◆ **Short problem**
Please pick up the article on the Supreme Court arguments over same-sex marriage after its last sentence and continue writing it.

◆ **Article**
Another key issue before the court is whether the justices should be weighing in on the issue at all. Justice Antonin Scalia said that only 11 states had redefined marriage democratically, only three by popular referendum of the voters. The alleged national consensus on behalf of same-sex “marriage” is being imposed by activists in robes, he said. “It’s not the people deciding. It’s the judges deciding.”
Justice Roberts agreed that the means of implementation would affect whether people accept or reject the decision. “People feel very differently about something if they have a chance to vote on it than if it’s imposed on them by the courts.”
Even Justice Breyer asked Bonauto, “You want nine people outside the ballot box to require states that don’t want to do it to change. … Why cannot those states at least wait and see whether in fact doing so in the other states is or is not harmful to marriage?”
Bonauto could not cite history nor widespread voter approval but referenced international law by saying that there are “17 or 18 countries that actually do authorize marriage for same-sex couples.”
Justice Elena Kagan has cited foreign law as an influence in her understanding of the U.S. Constitution, as have other liberal justices.
The issue of who decides came up in the second half of the court’s arguments this morning. Justices must decide both whether the U.S. Constitution grants an inalienable right to homosexual “marriages” and also whether states must recognize “marriages” in states that have already redefined the institution.
Justice Roberts said that, if the Court grants the second question, then “one state would basically set the policy for the entire nation.”

◆ **Material shown**
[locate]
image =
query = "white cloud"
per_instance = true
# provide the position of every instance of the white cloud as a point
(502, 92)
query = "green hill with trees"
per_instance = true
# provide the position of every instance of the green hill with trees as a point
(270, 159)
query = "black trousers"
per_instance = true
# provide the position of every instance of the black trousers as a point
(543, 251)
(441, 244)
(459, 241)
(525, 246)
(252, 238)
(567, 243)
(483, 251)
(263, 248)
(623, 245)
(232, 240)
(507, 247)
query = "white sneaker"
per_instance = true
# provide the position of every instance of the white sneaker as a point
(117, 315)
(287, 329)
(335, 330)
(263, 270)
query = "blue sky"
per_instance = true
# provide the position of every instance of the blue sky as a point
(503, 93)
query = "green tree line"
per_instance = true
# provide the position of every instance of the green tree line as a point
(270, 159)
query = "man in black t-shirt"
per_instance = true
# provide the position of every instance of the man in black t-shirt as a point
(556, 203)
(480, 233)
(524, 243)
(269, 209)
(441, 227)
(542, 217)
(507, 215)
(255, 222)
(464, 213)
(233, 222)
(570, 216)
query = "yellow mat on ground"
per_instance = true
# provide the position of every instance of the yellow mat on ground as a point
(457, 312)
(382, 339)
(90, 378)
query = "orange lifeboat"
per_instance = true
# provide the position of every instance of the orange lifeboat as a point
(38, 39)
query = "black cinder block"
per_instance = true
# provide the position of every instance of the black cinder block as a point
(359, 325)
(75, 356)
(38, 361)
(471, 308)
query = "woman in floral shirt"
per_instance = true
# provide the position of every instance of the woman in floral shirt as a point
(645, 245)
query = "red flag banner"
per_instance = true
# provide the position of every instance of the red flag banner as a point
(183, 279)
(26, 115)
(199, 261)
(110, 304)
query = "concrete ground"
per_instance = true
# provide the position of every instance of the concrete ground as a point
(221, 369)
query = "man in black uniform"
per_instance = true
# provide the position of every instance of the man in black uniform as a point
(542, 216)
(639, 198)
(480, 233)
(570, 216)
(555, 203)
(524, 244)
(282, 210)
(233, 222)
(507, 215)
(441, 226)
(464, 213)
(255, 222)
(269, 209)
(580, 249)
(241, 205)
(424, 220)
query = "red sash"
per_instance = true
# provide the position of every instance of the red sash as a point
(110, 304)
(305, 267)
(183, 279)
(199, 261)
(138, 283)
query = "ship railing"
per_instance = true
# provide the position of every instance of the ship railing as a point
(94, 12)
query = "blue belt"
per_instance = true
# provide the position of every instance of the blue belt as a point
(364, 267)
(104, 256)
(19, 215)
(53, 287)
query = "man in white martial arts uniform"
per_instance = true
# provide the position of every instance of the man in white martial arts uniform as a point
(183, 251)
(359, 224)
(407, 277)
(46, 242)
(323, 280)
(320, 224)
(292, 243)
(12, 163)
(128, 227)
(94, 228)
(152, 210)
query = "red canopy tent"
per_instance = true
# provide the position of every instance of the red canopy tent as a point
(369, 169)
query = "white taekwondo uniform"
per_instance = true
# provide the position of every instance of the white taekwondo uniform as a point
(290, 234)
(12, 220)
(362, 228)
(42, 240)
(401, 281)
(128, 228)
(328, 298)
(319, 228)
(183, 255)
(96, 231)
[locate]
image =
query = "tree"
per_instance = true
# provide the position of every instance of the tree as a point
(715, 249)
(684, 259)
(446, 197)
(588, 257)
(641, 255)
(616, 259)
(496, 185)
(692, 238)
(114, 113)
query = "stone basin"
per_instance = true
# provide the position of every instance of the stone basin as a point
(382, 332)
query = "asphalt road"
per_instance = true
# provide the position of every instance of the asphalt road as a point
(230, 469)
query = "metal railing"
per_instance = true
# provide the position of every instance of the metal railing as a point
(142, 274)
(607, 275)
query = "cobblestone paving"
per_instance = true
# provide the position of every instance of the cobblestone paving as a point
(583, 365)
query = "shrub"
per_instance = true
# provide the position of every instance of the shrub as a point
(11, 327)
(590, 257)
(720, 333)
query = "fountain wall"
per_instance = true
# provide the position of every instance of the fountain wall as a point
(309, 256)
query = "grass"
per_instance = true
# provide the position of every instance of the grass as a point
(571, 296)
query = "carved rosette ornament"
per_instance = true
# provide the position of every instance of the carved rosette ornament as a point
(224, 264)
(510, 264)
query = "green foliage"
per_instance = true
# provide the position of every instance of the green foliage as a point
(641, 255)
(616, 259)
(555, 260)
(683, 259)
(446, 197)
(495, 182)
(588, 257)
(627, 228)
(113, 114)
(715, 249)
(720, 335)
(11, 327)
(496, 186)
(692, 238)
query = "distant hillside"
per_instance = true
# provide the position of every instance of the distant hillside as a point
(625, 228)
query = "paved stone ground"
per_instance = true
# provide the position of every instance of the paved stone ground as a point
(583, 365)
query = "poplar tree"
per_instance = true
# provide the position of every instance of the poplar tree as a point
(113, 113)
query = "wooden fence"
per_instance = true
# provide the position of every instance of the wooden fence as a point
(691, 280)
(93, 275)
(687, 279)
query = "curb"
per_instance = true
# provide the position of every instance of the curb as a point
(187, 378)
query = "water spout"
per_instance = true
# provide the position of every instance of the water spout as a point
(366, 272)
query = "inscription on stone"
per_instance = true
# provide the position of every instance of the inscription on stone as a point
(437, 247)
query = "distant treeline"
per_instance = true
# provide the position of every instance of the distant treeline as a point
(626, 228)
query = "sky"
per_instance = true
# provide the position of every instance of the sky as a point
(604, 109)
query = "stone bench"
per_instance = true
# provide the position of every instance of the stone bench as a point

◆ **Final answer**
The Obama administration’s Solicitor General Verrilli, said that states would decide the matter for themselves. But Roberts said the federal government could choose to prosecute states that refuse to uphold the Obama administration’s civil rights standards. (“Well, you have enforcement power, too,” Roberts said to Verrilli at one point.)
Justice Alito argued that the Supreme Court already ruled that a church institution cannot have a policy against interracial marriage, even if it claims a religious objection.
Verrilli admitted that the federal government’s decision to prosecute everyone who does not follow its diktats is “certainly going to be an issue.”
What about polygamy and incest?
During a vigorous back-and-forth, justices asked where the process of redefining marriage could stop. If the Court were to destroy the ancient precedent of restricting marriage to members of the opposite sex, Justice Alito asked, what would stop four people from marrying?
Bonauto replied twice that states would reject polygamy based on existing law and precedent – just as they are rejecting same-sex “marriage.” Bonauto said that, if a polygamous couple tried to obtain a marriage license, “states would rush in and say…that that is not the same thing that we’ve had in marriage.”
She also raised unspecified “concerns about consent.”
Alito injected some levity into the proceedings, saying, “Let’s say they’re all consenting adults, highly educated – they’re all lawyers.”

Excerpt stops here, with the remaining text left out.